[Start of Records to use]

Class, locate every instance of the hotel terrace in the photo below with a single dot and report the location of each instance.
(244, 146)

[End of Records to use]
[Start of Records to use]

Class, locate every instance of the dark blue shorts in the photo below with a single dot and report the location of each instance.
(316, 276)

[End of Records to use]
[Start of Records to use]

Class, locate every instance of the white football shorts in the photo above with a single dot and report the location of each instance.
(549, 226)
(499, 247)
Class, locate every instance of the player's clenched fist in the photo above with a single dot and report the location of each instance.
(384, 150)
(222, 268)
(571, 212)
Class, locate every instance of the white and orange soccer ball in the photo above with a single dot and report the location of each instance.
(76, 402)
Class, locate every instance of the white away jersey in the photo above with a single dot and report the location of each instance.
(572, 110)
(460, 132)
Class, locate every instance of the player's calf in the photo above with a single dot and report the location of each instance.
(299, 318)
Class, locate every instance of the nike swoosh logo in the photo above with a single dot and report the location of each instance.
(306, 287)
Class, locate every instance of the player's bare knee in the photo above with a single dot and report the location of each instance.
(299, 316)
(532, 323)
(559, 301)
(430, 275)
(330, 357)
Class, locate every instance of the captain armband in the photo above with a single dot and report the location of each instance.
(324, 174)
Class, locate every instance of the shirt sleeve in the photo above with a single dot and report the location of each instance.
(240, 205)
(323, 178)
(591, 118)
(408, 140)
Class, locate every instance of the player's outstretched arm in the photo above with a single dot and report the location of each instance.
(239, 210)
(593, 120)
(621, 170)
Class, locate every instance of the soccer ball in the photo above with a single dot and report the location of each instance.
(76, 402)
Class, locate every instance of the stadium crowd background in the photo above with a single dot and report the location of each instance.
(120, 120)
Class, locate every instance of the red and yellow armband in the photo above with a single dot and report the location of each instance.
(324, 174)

[End of Records to use]

■ What to produce: Please count how many lines of the records above contain the string "armband", matching case exactly, and give only that number.

■ Complete output: 2